• **Assignment**
Decide whether each statement agrees with the text about Galina Shostakovich below: (a) She graduated from Moscow University in 1959. (b) Her father composed Children's Notebook, Op. 69, for her tenth birthday. (c) Her husband was the son of Korney Chukovsky. For each, answer yes or no and quote the deciding words.

• **Page extract**

= Galina Shostakovich =

Russian pianist and biologist (born 1936)

Galina Dmitrievna Shostakovich (Галина Дмитриевна Шостакович; born in Leningrad on 30 May 1936) is a Russian trained pianist and biologist.

== Early life ==
She is the sister of Maxim Shostakovich (born 1938) and the first child of Dmitri Shostakovich and physicist Nina Vasilyevna Varzar.

She received early training on the piano from her father. She is the dedicatee of his Children's Notebook, Op. 69, which was composed for her ninth birthday on 30 May 1945. She wanted to become a ballerina. She learned several languages. At age 11 her French already was as good as her Russian. She started studying composition with her father at an early age. Soon after the death of her mother Nina Vasilyevna Varzar (born in 1909) on 4 December 1954, Galina Shostakovich enrolled in Biology at the Moscow University where she graduated in 1959. In 1959 she married Yevgeniy Borisovich Chukovsky (1937–1997), a cinematographer and cameraman. He was the grandson of author and children's poet Korney Chukovsky and nephew of Lidiya Chukovskaya.

In a letter to his daughter on 6 August 1958, her father told her: "...Time goes by. And love in life – this is the most important thing. Besides this, it is very serious and responsible. There should always be a harmonious combination of the senses and the intellect. I really want to see your life was good, so that you are always healthy and happy. Kiss you. Dad." Her first son Andrei was born in August 1960 and her second son Nikolai in January 1962.

== Career ==
She is interviewed in the documentary from 1997 The War Symphonies: Shostakovich Against Stalin by Larry Weinstein released on 10 May 2003.

• **Extracted material**
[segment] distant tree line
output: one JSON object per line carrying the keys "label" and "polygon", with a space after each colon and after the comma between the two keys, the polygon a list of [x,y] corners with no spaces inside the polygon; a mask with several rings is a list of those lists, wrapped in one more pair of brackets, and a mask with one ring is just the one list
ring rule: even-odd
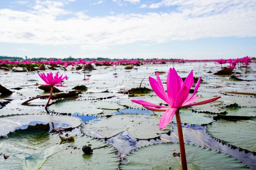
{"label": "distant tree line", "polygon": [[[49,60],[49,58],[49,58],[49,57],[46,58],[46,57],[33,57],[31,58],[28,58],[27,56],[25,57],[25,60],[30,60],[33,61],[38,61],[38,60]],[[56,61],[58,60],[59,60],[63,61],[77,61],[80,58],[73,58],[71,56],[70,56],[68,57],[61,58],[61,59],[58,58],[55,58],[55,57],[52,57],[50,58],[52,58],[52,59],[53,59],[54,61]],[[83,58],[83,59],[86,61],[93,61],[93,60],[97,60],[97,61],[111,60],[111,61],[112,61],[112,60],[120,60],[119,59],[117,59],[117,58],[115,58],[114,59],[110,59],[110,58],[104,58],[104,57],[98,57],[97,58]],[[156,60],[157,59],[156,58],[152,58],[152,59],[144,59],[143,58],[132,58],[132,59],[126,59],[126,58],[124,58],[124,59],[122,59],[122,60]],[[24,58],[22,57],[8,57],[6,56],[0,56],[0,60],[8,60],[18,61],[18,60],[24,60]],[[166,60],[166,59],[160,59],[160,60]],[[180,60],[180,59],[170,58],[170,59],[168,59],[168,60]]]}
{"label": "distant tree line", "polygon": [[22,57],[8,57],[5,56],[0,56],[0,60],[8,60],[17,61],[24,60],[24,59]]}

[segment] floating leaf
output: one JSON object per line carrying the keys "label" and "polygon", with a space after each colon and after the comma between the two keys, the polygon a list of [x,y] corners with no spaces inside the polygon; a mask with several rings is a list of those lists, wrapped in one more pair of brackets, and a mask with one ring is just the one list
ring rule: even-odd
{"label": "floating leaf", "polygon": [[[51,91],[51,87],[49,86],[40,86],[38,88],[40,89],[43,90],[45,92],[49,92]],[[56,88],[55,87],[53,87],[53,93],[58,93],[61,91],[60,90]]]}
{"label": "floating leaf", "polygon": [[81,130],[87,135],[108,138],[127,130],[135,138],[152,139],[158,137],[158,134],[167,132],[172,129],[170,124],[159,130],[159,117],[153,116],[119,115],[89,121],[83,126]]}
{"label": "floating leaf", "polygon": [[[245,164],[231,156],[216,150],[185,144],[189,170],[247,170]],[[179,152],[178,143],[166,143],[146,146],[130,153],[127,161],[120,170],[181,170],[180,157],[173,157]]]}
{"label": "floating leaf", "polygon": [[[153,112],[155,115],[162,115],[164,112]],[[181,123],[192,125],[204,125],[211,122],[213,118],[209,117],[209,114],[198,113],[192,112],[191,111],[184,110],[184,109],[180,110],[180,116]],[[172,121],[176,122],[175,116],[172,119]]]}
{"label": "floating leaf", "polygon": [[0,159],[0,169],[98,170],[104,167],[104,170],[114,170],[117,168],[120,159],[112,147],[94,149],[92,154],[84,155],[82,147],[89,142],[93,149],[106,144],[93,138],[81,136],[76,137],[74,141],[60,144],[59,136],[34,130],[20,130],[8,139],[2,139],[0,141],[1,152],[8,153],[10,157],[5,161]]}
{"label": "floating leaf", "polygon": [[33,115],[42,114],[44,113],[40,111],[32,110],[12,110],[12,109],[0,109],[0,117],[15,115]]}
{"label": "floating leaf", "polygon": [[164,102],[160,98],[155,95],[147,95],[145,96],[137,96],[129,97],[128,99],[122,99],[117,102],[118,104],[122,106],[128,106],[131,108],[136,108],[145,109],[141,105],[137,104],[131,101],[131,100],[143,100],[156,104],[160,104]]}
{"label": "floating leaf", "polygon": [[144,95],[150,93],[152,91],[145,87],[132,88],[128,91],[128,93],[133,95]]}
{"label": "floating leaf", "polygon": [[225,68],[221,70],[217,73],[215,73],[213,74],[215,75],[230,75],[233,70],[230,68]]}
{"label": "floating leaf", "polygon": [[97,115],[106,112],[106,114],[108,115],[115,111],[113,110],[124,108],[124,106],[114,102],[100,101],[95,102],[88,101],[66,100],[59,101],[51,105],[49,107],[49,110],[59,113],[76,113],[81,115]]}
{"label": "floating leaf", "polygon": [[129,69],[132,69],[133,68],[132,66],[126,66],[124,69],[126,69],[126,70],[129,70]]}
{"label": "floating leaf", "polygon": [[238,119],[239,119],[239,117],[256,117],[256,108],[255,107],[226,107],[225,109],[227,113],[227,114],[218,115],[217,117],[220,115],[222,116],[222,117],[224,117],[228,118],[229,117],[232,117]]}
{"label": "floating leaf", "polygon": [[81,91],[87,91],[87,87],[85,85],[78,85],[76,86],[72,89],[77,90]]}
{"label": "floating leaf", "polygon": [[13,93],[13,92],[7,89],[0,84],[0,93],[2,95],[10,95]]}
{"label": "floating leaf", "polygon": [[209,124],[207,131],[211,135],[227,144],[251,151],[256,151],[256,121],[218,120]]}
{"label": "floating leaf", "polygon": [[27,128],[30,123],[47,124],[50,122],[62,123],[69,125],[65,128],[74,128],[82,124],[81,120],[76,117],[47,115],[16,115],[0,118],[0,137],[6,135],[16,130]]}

• **Written response**
(a) Yes: "where she graduated in 1959."
(b) No: "which was composed for her ninth birthday on 30 May 1945."
(c) No: "He was the grandson of author and children's poet Korney Chukovsky."